[Referring expression data]
■ ■ ■ ■ ■ ■ ■

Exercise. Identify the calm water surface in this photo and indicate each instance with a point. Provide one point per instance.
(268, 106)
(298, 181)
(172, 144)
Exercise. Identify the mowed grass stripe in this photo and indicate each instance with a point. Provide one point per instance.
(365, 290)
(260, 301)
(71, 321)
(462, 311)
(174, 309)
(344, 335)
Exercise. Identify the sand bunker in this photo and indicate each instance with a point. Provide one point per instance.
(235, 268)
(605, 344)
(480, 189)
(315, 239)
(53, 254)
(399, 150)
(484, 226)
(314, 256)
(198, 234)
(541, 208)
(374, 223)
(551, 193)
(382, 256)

■ ■ ■ ■ ■ ■ ■

(Problem details):
Once you have read the data above, print all of it again exactly.

(Exercise solution):
Exercise. Identify the calm water surface in this photo and indicate each instance with a point. Provide one point per instance.
(268, 106)
(298, 181)
(172, 144)
Exercise. Identify the mowed grass stripe in this photo and indicate each instance with a point. Provide one point per instance.
(365, 290)
(260, 301)
(71, 321)
(462, 311)
(174, 309)
(344, 335)
Exercise. Identify the sand bunker in this photo and indicate each instance with a point. Provide one point per instance.
(235, 268)
(605, 344)
(480, 189)
(315, 239)
(53, 254)
(399, 150)
(484, 226)
(314, 256)
(198, 234)
(541, 208)
(374, 223)
(551, 193)
(382, 256)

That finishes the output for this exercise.